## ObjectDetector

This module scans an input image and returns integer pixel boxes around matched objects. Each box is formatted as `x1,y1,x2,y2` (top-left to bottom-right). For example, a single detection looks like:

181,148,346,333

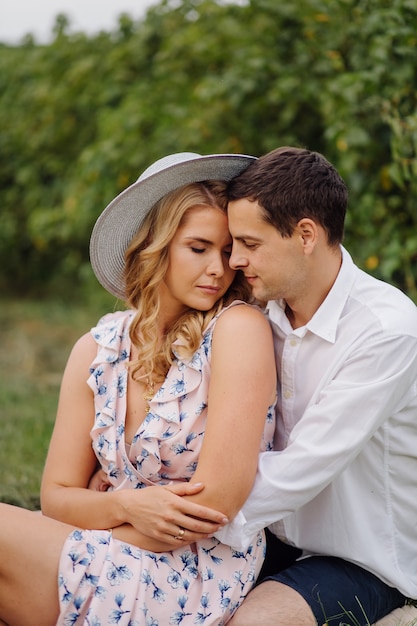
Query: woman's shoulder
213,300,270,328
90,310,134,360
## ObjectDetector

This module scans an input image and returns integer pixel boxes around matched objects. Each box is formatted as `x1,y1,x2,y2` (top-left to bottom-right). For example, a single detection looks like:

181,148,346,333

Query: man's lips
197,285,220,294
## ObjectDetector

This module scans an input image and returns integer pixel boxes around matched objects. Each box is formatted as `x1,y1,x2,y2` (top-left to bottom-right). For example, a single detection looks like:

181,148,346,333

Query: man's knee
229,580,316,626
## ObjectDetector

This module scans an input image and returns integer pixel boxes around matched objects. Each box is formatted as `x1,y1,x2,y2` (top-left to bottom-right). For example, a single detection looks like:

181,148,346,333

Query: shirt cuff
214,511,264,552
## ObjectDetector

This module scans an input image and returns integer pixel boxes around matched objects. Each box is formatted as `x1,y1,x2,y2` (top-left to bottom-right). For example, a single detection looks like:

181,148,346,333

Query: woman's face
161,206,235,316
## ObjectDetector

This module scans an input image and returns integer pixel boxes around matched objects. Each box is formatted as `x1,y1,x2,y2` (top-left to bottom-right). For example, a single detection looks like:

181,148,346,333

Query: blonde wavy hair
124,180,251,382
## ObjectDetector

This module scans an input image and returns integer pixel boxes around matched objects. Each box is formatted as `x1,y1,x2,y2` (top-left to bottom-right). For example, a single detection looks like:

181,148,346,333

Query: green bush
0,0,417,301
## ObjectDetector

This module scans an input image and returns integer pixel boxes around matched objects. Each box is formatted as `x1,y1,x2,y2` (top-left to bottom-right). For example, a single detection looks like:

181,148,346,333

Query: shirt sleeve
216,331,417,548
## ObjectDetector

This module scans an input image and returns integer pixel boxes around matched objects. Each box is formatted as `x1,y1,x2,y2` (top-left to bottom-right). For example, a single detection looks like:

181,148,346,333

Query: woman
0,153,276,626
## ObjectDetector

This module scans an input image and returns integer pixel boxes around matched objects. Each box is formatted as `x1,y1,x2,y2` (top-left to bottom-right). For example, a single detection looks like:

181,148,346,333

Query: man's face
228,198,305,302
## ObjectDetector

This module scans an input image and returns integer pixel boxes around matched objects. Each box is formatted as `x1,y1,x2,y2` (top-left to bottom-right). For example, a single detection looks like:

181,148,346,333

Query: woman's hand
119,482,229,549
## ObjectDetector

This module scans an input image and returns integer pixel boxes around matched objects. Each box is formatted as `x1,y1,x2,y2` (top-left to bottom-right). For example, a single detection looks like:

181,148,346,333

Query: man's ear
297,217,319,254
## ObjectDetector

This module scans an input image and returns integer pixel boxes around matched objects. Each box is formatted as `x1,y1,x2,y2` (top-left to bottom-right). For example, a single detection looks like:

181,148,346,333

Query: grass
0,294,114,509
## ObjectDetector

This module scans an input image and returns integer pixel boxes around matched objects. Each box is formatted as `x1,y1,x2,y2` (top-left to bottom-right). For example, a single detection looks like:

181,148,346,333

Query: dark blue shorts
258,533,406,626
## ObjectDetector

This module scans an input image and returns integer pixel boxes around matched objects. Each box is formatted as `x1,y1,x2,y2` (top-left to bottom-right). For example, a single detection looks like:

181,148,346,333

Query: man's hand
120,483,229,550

# # # # #

*What the task asks:*
Reproduce the material word for word, starting at its first line and going on through the line with "124,180,251,382". Leave the pictures out of your copy.

*Exercise output:*
## ObjectDetector

This module scans an input image and returns integer pixel boxes around matched objects. Each box is formatted as `x1,y1,x2,y2` (top-left to bottom-right). For example, a single detection looks like:

181,148,346,333

Query: woman's shoulder
213,300,270,328
90,310,134,360
## ObjectDetector

This module scans an input image and returns integer pixel boxes around matched objects. Each box is formatted as `x1,y1,x2,y2` (top-left to bottom-right). For example, a single detection looks like:

181,148,346,333

Query: man's lips
197,285,220,294
## ObjectDetector

This module scans an input image and returns integer pixel boxes around matched objects. Each box is formatted as `x1,y1,x2,y2` (top-left to bottom-right). For example, a single detection looks like:

181,148,346,333

Query: man's knee
229,580,316,626
## ObjectDetector

This module scans an input image and returns integer pixel boxes around matched objects. Each box is formatted as `x1,y1,x2,y2` (top-left to bottom-right). For example, a single detection looks like:

181,148,346,333

Query: shirt cuff
214,511,264,552
## ObjectDetector

This module scans an input image and returns integer pixel boxes around matched objects. Each box is formatted as `x1,y1,x2,y2` (top-left to bottom-right). For example, a single detection looks like:

181,148,346,333

Query: woman's face
161,206,235,316
## ObjectDetector

This module scans an input image and returns integer pixel boxes around matched objects. Each box is formatted as `x1,y1,x2,y2` (top-left to bottom-right). For example, a single detection looks like:

181,148,346,333

Query: blonde wavy hair
124,180,251,382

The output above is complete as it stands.